_REQUEST_
Continue the forum question about calling an overloaded template method of a base class in C++, starting after its last sentence.

_PROVIDED TEXT_
= = = =

Why must I scope an overloaded template base class method?

Question

I can't seem to call a method of a base class without scoping to the base class, and it seems that this is because I have overloaded the method. If I do not overload the method then the compiler doesn't complain. Here's an example of what I'd like to do:

struct BaseClass {                                                           
  template <typename T> T& foo(T& t) {                               
    return t;                                                                
  }                                                                          
};                                                                           

class ChildClass: public BaseClass {                                         
  public:
  // The presence of this template causes compiler confusion                                                            
  template <class T> T& foo(T& t, int szl) {                        
    return t;                                                                
  }                                                                          

  template <class T> int bar(T& t) {                 
    // But if I scope this as BaseClass::foo(...) it's all good                        
    return foo(t);                                                
  }                                                                          
};                                                                           

int main() {                                                                 
  int t = 1;                                                                 
  ChildClass c;                                                              
  c.bar(t);                                        
}

If in bar(...) I call BaseClass::foo(...) the compiler does not complain, but I don't see any ambiguity here and so I'm confused as to why I'd need to do this.

= = = =

_DATA SECTION_

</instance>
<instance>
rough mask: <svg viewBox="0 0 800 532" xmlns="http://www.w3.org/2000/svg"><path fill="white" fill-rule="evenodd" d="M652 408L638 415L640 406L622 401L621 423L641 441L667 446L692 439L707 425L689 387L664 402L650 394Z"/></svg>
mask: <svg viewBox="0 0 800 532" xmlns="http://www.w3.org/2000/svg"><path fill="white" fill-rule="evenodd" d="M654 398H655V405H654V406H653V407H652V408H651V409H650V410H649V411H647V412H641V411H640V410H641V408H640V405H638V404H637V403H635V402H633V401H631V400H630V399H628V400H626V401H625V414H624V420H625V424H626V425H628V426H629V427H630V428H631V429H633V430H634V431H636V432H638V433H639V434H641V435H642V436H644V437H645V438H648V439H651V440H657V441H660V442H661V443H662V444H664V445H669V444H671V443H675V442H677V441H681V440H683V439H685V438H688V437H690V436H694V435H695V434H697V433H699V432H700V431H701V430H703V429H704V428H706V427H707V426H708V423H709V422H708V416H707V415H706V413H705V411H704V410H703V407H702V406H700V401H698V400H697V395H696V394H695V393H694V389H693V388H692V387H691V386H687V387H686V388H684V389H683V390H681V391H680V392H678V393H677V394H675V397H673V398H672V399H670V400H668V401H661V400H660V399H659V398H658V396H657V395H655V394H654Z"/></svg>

= = = =

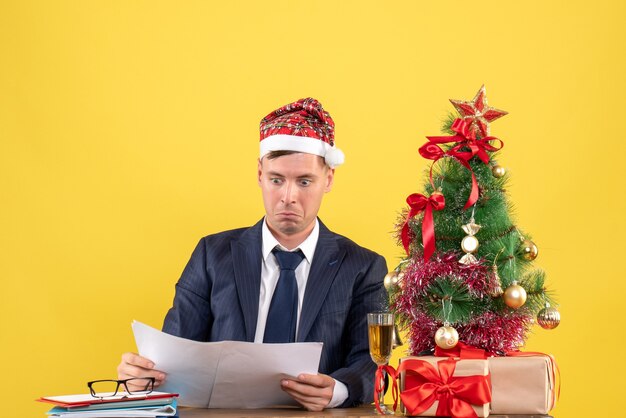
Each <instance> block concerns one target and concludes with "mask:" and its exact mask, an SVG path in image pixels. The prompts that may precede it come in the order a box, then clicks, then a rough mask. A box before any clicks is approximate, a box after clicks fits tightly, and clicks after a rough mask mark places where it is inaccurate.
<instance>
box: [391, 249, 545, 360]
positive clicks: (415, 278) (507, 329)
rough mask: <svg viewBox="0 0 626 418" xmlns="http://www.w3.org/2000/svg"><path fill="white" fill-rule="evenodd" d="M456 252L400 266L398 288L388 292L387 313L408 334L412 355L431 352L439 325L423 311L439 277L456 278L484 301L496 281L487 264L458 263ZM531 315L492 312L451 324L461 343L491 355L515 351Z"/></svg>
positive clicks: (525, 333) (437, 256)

= = = =

_RESPONSE TO THE TASK_
Answer 1

When the compiler tries to match a function name with a function, it does so in two steps. In the first step it finds all the functions that match the given name. If it finds more than one function, it tries the logic of overload resolution to find the best matching function.

In the first step, if the compiler finds a name in the class, it stops looking for functions of the same name in base classes. In your case, since it finds a foo in ChildClass, it stops searching for functions named foo in BaseClass. However, the only matching foo does not match the call and the compiler reports an error.

How to resolve the problem:

1. Use the method you described in your post. Call BaseClass::foo(...).

2. Bring all the foo from BaseClass into the scope of ChildClass.

   class ChildClass: public BaseClass {
     public:
   
     using  BaseClass::foo;
   
     template <class T> T& foo(int baz, T& t, int szl) {
        return t;
     }
   
     template <class T> int bar(T& t) {
       return sizeof(foo(1, t)); // Should work.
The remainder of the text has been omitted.